:: Text block ::

# New Pit Bull T-Shirt



## Elvisfink (Oct 13, 2008)

I just ordered this at Scratchin Dog Designs. We'll see how it comes out.


----------



## ames (Jun 6, 2010)

so cool! hope it comes out as great as Earl looks


----------



## Blue_Nose_Bella (Jan 16, 2011)

That boy is gorgeous!! Nice shirt! I'd buy one


----------



## 9361 (Jun 25, 2009)

Great shirt


----------



## aus_staffy (Nov 10, 2009)

Looks good!


----------



## performanceknls (Apr 4, 2009)

Is it a screen print or transfer?


----------



## MY MIKADO (Apr 7, 2006)

I like it!!!


----------



## Elvisfink (Oct 13, 2008)

performanceknls said:


> Is it a screen print or transfer?


It's not a transfer the process is called Digital Printing. The image is printed directly on the t-shirt. Here's a link that explains the difference between Silk Screening and Digital Printing. Screen Printing vs Digital Printing | T-Shirt Buyers Guide


----------



## EckoMac (Aug 25, 2010)

:::
:: Data for this exercise ::

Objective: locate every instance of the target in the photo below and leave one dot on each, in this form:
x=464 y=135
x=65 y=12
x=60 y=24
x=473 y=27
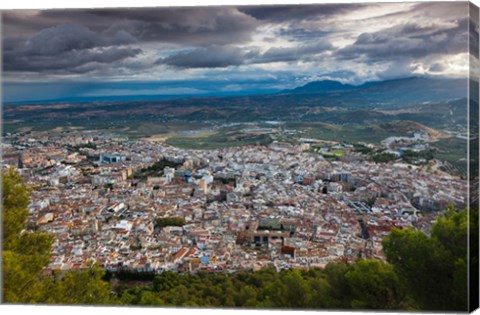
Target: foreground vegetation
x=421 y=273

:::

• _Given instruction A_:
Which lines of the entries contain the string "every"? Show each of them in full, counting only matches with the same case.
• _Given instruction B_:
Extend the T-shirt thread onward from its last line.
The T-shirt thread and the entries come from unrelated sources.

• _Reply A_:
Objective: locate every instance of the target in the photo below and leave one dot on each, in this form:

• _Reply B_:
That is toooo coool!


----------



## Black Rabbit (Nov 14, 2009)

Awesome!!!!! It looks great. You have to get a pic of you wearing it when you get it


----------



## dixieland (Aug 14, 2009)

I hope it turns out well for you.He looks awesome in that pic!


----------



## Mach0 (Mar 28, 2010)

Niceeeeeeee!


----------



## performanceknls (Apr 4, 2009)

Thanks! that's great! I need to order a shirt for several demos I am doing maybe I will give it a try and see how it goes.


----------



## Celestial88 (Mar 14, 2011)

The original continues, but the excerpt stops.